== Extrait choisi
Henri Michaux, « Ecuador », Œuvres complètes (1), Gallimard, p. 204.

David Farreny, 12 mars 2008
épigones

C’est aussi la raison pour laquelle les épigones rassurent, et ont souvent plus de succès que les écrivains qu’ils en viennent à imiter (la raison pour laquelle le public, à l’image des critiques, préfère Naissance des fantômes de Marie Darrieussecq à La sorcière de Marie NDiaye, ou encore fait un triomphe aux pièces de Yasmina Reza quand celle-ci a su transposer dans le monde du divertissement stérile les innovations dramatiques de Nathalie Sarraute) : ce n’est pas que ces épigones soient intrinsèquement moins difficiles à lire, c’est qu’ils sont infiniment moins inquiétants au regard du tissu de nos certitudes et de nos habitudes – quand ce tissu, chez les plupart des « lecteurs » ou plus exactement des consommateurs de livres, a acquis au fil des ans la rigidité amidonnée du linceul, cette rigidité qui leur fait trouver Nietzsche difficile, quand sa langue coule comme le miel jusqu’en sa traduction, et Philippe Labro facile, quand il est illisible à force de piéger le sens dans le marais inextricable des clichés les plus remâchés.

Bertrand Leclair, Théorie de la déroute, Verticales, p. 21.

Cécile Carret, 26 août 2009
survivre

Nous nous sommes retrouvés en début d’après-midi pour Jean-Claude. La cérémonie avait lieu à seize heures à Tour-en-Sologne.

On est plutôt contents de se voir, on en est plus à être triste. On est si peu nombreux.

La sonnette retentit. Ma tente se penche à la fenêtre et les invite à monter. Ils sont trois, une femme et deux hommes, dans des costumes du dimanche tirés du vestiaire de l’Armée du Salut. Un petit quelque chose d’alcoolique dans les traits ; des amis qu’il avait connus, là-bas, chez le ferrailleur.

Au total, on est huit.

À force, les enterrements, ces dernières années, sont devenus des opérations de survie, même à mon âge. Survivre aux températures en hiver, à taper du talon autour des gars des entreprises de pompes funèbres, survivre aux canicules en été dans les rallonges de cimetières où les arbres n’ont pas eu le temps de pousser, se sentir survivre, enfin, d’être encore là.
====
== Données fournies
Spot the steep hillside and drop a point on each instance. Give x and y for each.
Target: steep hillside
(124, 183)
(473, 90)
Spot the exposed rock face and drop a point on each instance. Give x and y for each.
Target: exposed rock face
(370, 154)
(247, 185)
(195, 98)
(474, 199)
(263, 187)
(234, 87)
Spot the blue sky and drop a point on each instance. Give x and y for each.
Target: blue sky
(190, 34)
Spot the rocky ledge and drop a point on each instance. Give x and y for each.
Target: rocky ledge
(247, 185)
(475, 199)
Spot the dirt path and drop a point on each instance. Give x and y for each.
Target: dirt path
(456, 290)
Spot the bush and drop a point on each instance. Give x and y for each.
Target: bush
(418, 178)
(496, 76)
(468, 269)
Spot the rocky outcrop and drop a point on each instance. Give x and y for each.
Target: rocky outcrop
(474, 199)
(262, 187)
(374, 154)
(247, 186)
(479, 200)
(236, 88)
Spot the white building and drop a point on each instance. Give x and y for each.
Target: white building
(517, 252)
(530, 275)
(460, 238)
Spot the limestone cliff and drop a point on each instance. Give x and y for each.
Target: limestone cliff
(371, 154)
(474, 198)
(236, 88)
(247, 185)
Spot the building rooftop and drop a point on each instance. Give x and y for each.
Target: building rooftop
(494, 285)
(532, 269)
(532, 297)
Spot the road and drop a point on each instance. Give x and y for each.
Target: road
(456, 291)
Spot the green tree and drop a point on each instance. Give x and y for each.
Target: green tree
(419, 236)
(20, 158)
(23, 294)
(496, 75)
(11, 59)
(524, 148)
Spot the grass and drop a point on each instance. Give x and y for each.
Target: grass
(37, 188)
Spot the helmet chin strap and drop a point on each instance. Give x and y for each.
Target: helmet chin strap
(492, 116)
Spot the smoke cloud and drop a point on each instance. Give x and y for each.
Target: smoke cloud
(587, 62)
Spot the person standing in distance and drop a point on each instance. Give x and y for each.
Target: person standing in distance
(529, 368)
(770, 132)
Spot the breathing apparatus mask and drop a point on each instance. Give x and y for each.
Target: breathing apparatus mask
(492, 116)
====
== Données fournies
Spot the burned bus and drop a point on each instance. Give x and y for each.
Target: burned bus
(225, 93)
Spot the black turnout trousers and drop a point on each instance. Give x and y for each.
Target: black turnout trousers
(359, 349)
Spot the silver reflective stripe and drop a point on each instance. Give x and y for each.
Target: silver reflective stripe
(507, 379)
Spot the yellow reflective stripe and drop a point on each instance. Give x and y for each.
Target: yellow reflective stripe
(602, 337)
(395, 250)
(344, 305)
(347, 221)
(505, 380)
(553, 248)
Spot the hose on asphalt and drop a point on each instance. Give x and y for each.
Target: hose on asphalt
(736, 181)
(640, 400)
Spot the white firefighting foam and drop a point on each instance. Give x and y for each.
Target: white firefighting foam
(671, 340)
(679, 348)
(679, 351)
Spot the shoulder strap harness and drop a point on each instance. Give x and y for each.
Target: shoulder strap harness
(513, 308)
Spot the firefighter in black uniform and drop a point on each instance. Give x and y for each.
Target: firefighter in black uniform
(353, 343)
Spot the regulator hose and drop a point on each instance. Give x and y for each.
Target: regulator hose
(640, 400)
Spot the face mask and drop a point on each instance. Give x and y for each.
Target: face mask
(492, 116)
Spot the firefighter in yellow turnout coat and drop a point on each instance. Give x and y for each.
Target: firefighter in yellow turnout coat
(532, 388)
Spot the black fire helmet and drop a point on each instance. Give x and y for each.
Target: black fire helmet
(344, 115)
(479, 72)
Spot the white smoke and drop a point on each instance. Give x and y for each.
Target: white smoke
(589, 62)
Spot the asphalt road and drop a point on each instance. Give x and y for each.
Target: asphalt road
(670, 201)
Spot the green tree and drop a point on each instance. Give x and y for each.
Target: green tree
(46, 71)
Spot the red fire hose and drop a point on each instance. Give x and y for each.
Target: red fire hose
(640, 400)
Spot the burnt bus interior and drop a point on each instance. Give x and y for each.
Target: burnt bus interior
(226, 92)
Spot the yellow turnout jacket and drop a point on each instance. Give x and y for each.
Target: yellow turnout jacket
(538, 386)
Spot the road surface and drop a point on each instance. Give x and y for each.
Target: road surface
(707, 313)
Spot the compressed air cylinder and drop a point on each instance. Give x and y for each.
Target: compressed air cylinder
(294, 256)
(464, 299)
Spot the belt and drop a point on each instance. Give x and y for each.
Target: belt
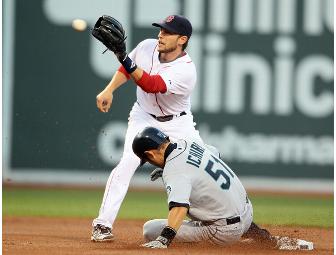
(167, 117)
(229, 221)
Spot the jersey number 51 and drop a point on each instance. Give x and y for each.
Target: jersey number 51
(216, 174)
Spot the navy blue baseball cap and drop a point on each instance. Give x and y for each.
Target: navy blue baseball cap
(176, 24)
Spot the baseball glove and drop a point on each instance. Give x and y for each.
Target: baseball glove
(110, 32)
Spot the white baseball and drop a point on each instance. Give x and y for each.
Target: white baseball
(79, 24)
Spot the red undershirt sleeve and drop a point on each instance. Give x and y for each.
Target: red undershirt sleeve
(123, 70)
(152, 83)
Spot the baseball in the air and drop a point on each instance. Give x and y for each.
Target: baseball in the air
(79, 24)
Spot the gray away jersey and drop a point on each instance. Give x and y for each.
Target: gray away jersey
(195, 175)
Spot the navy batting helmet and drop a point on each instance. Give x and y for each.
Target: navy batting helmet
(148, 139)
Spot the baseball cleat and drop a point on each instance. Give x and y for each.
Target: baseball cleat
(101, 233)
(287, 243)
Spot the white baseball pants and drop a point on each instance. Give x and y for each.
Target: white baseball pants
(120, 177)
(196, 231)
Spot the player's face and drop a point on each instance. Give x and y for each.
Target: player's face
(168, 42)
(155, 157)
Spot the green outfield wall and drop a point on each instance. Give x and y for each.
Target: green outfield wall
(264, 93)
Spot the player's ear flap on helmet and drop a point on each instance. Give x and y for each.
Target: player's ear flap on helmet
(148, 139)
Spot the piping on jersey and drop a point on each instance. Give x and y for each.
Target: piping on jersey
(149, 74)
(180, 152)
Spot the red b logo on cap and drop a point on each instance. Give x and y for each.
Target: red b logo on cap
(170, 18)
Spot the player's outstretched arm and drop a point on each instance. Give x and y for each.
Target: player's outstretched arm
====
== Données fournies
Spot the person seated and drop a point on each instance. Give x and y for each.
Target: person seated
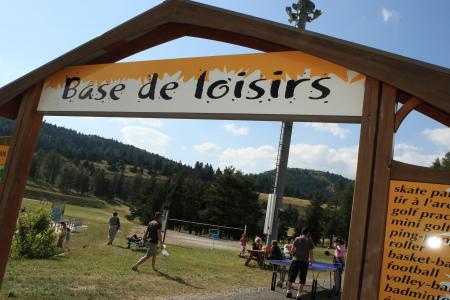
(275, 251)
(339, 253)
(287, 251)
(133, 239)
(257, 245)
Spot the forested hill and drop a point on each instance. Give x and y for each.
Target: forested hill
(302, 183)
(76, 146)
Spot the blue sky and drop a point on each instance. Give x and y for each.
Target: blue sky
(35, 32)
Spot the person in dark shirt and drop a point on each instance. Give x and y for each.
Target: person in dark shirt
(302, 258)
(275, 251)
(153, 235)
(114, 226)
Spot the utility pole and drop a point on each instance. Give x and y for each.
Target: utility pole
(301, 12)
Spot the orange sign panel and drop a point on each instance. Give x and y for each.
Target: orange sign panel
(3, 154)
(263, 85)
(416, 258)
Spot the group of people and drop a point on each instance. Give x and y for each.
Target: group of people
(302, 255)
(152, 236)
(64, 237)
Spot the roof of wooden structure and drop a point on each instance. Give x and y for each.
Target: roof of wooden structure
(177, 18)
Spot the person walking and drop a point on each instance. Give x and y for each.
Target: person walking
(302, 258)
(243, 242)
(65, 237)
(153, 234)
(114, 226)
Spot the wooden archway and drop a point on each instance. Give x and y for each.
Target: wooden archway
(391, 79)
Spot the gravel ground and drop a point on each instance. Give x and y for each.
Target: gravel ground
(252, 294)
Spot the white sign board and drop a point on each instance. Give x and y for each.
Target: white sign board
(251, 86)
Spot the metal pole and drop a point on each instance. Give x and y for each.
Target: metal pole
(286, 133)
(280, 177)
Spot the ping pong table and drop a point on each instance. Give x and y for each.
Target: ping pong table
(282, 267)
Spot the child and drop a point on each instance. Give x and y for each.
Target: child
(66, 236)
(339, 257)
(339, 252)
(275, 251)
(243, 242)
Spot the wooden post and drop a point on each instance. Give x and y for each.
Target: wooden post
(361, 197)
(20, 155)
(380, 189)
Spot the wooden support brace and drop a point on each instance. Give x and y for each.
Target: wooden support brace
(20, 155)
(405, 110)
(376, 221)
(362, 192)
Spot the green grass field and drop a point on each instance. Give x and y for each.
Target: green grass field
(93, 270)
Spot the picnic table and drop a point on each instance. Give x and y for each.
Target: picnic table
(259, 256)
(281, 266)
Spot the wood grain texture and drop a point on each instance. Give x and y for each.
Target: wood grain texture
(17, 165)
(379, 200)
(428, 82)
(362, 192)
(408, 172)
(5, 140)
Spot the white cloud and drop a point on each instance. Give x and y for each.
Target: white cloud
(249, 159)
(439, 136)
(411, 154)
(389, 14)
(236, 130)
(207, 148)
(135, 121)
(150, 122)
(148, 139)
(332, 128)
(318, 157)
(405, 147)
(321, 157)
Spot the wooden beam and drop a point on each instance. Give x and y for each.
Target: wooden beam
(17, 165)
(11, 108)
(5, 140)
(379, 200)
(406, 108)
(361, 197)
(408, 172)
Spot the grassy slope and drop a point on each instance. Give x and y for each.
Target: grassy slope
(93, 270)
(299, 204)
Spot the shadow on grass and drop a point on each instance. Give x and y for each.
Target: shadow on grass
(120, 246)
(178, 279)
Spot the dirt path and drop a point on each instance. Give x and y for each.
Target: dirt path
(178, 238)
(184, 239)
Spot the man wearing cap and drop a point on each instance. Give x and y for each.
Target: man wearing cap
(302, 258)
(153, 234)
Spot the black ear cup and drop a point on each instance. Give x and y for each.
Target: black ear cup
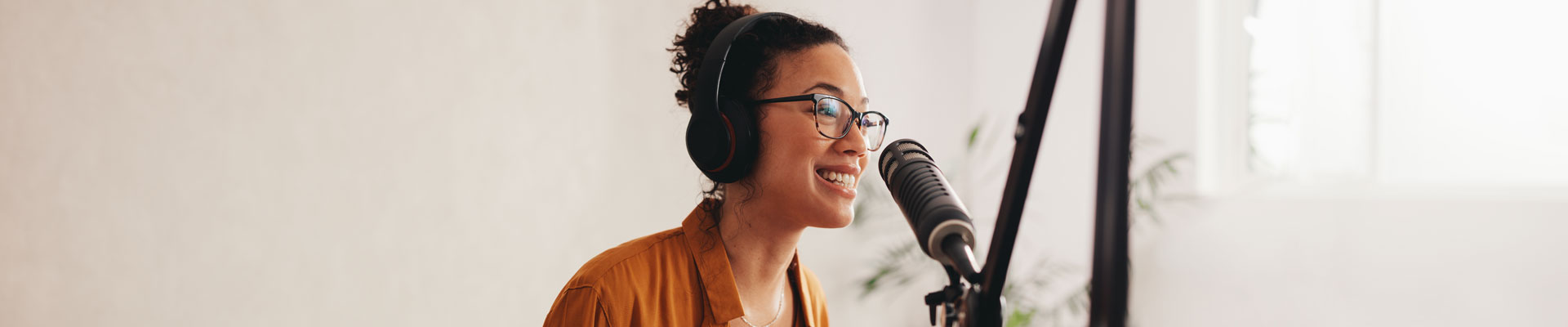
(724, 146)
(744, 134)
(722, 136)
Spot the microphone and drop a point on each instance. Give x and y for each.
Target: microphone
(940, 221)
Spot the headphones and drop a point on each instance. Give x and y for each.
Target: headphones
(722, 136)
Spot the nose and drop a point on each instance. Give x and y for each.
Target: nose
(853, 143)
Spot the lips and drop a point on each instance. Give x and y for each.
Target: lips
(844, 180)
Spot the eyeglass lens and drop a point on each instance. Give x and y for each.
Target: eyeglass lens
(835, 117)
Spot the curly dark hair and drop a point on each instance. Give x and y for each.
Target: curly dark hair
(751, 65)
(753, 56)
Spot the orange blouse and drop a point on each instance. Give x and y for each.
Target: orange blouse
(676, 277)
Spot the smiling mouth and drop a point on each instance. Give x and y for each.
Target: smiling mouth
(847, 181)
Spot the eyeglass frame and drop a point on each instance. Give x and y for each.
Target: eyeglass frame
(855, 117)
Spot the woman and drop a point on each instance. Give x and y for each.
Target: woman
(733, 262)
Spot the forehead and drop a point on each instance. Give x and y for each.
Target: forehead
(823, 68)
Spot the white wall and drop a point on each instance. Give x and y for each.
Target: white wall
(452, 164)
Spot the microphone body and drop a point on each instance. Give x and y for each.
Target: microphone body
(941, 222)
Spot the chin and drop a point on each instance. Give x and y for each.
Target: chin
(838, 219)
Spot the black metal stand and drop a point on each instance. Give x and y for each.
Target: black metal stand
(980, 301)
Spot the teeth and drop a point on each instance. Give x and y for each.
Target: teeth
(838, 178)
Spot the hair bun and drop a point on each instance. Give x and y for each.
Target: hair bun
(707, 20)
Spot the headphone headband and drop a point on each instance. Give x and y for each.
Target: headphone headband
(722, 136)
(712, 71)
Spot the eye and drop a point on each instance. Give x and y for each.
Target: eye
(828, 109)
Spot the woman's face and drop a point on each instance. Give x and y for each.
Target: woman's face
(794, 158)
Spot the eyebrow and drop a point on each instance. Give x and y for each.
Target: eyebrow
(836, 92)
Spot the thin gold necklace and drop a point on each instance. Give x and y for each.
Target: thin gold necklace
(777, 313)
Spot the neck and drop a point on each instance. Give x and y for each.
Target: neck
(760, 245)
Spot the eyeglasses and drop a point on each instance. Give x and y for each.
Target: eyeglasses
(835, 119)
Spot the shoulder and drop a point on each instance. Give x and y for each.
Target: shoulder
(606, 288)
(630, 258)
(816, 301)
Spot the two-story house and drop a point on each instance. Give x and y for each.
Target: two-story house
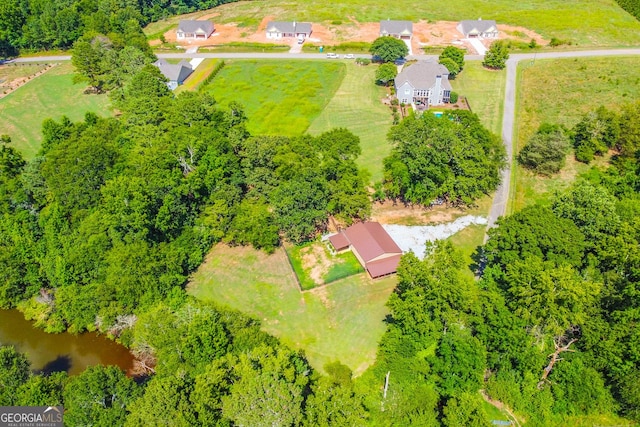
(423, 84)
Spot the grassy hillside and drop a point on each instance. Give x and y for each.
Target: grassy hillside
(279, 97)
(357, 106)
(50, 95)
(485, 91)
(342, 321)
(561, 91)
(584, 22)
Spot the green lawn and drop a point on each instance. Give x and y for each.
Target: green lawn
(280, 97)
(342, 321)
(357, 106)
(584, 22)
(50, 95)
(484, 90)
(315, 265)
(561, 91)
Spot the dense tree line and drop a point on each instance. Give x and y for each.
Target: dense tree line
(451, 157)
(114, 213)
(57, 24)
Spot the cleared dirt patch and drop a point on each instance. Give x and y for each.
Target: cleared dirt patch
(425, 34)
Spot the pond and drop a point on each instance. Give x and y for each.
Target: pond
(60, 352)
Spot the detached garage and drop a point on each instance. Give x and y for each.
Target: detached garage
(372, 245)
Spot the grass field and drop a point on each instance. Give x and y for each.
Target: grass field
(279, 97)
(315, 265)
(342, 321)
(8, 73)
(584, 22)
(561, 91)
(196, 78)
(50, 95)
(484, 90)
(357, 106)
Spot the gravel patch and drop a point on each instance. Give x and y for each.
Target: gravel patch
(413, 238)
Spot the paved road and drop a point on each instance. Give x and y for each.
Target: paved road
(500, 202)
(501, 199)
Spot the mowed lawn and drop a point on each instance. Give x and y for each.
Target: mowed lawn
====
Consigne:
Répondez d'après l'extrait :
1. Selon l'extrait, quel livre de Marie Darrieussecq le public préfère-t-il à La sorcière de Marie NDiaye ?
2. À quelle heure et dans quel lieu avait lieu la cérémonie pour Jean-Claude ?
3. Combien de personnes sont présentes au total ?
Ces données viennent d'une autre source que l'extrait.

Votre réponse:
1. Naissance des fantômes.
2. À seize heures, à Tour-en-Sologne.
3. Huit.